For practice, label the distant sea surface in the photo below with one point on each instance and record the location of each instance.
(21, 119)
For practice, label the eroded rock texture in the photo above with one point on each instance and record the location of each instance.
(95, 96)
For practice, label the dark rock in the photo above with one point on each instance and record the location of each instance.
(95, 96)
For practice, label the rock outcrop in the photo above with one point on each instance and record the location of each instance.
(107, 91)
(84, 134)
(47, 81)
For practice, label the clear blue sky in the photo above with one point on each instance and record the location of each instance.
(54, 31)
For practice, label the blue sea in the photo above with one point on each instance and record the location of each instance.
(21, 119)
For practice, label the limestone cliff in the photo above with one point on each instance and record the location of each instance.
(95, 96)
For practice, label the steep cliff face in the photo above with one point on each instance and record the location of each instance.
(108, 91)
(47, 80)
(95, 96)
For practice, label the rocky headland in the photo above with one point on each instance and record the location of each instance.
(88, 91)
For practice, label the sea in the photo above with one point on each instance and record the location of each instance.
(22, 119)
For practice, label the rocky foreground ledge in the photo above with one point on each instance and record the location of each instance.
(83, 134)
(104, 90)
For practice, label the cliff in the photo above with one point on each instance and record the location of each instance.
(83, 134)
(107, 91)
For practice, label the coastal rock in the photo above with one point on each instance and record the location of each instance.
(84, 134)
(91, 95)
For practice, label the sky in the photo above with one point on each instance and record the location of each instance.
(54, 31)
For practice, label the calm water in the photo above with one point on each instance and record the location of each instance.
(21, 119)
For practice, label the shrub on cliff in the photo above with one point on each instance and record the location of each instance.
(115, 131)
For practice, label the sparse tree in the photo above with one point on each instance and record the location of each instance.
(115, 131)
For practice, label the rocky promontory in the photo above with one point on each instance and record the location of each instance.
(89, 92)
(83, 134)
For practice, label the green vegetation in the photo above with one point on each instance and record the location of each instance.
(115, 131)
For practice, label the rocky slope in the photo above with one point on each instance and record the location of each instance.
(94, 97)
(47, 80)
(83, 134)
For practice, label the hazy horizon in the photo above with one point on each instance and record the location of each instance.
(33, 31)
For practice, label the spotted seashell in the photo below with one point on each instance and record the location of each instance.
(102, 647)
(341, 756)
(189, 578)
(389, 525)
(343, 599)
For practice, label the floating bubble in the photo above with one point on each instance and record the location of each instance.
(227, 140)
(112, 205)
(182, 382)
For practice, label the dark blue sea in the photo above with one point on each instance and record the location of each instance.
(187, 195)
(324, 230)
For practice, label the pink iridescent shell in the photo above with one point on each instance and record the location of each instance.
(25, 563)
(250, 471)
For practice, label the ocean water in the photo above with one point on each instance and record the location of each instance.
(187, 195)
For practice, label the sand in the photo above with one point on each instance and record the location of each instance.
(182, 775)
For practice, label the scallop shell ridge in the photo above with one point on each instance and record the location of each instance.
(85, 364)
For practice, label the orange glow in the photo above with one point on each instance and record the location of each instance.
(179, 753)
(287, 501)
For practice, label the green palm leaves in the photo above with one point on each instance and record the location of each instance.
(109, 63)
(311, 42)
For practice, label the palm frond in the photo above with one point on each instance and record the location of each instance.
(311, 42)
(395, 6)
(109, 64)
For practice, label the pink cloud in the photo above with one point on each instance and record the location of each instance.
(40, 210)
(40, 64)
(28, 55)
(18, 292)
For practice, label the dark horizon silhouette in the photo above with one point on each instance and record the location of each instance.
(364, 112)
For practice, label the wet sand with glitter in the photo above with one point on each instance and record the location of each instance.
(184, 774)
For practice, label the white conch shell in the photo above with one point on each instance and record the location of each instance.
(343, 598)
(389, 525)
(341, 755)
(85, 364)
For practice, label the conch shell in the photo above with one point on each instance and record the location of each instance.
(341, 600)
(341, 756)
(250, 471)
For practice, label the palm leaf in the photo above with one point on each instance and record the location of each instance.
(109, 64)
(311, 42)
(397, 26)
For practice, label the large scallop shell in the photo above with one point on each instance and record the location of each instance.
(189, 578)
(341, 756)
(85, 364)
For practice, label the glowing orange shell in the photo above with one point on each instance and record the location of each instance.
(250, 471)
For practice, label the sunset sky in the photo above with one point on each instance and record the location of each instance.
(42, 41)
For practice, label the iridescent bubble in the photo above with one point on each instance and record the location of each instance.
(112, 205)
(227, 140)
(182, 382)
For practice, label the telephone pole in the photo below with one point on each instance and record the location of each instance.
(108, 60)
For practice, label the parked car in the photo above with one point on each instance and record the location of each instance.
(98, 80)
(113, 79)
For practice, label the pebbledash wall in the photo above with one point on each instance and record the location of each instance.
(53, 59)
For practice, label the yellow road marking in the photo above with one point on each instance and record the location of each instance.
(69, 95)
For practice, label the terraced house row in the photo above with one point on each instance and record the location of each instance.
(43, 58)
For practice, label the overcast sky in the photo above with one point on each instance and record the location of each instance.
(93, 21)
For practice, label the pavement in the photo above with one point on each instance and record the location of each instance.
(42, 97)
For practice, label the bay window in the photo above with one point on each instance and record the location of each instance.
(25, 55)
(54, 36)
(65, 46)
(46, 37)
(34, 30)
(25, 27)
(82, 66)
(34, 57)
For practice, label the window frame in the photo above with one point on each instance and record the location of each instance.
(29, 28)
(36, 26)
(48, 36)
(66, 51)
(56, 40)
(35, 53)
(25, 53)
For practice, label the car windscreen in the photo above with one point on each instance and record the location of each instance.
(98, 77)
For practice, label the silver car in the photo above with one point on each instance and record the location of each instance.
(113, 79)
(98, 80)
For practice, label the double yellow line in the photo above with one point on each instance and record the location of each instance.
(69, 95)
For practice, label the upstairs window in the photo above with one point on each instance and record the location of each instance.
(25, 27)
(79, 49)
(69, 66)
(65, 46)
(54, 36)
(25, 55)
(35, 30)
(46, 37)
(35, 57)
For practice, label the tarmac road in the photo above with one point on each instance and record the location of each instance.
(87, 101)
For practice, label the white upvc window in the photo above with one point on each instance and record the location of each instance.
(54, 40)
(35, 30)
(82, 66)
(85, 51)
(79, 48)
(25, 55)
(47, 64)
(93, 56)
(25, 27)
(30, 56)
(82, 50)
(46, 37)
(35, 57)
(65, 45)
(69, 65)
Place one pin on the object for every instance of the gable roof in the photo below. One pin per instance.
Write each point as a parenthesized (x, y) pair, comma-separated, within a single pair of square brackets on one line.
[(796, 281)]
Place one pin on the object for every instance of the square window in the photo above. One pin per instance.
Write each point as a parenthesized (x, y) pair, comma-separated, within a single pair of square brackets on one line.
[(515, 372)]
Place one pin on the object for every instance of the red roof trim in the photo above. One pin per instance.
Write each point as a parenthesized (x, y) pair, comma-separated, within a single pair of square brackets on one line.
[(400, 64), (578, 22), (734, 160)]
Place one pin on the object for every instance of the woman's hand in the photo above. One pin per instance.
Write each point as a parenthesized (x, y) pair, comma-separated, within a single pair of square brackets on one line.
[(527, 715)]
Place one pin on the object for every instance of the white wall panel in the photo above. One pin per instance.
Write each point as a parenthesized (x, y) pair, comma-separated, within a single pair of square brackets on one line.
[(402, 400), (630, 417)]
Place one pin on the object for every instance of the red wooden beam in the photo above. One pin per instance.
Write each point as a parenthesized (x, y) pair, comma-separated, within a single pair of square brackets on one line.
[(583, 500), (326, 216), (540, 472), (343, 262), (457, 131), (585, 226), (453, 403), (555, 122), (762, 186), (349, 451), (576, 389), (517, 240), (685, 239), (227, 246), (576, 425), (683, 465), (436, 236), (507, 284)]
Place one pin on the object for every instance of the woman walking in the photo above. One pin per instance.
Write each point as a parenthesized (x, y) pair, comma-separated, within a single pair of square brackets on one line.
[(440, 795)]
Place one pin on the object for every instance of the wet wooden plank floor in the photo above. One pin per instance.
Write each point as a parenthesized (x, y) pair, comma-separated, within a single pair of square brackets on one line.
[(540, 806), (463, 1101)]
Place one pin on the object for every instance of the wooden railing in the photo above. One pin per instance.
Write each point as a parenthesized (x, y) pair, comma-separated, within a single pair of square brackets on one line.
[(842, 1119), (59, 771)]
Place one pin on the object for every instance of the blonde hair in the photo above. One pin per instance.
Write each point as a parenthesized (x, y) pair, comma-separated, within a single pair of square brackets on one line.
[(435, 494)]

_Directions for this task_:
Using the listing, copy every line where the word "woman" shows up.

_Task output_:
Place one pin on the object for every instance of the woman's hand in the photo above. One pin per instance.
Place one pin on the object for every instance of the woman walking in the photo above. One pin per instance.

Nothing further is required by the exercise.